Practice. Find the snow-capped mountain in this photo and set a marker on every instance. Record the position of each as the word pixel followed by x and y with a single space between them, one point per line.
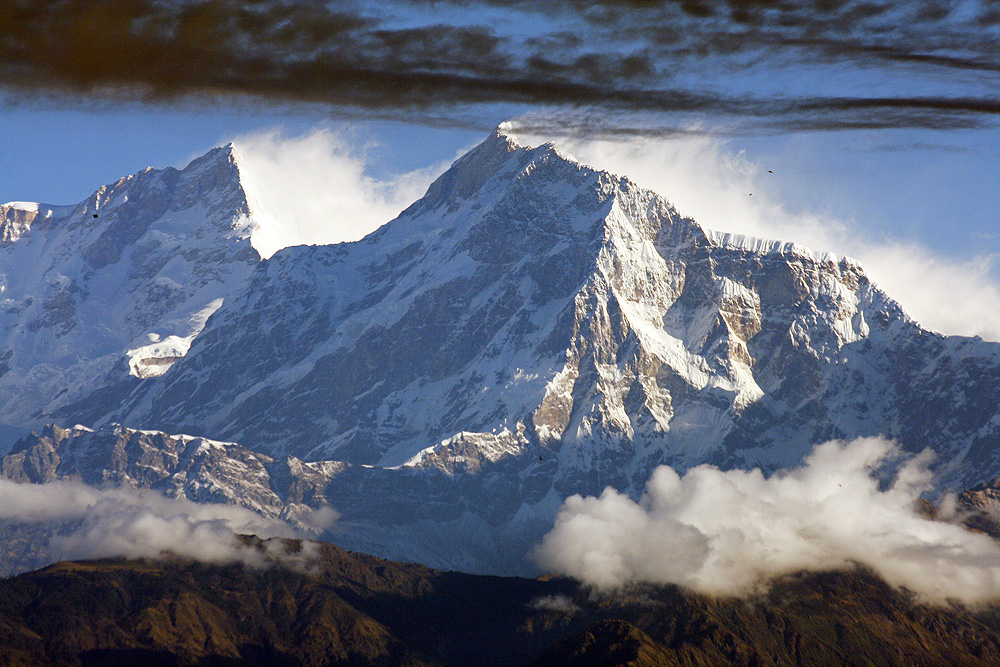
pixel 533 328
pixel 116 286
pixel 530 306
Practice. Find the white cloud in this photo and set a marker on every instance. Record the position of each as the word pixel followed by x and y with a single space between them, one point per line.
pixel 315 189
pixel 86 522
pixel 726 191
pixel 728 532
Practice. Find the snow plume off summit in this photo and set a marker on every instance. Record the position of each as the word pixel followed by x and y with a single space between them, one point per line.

════════════════════

| EXERCISE AIM |
Each line from the one that contains "Practice. Find the white" through the end of the material above should be returned exactly, and nothing else.

| SOLUTION |
Practice. Find the white cloud in this photo and set a marker on every instance. Record the position of each as the word pixel followed by x and y with a single space between them, one point per line.
pixel 315 189
pixel 86 522
pixel 726 191
pixel 728 532
Practice. Find the snow plume off summit in this photo and set a marker on every instance. Record the position of each as the word pixel followed by x and y with a single space between them, one point per line.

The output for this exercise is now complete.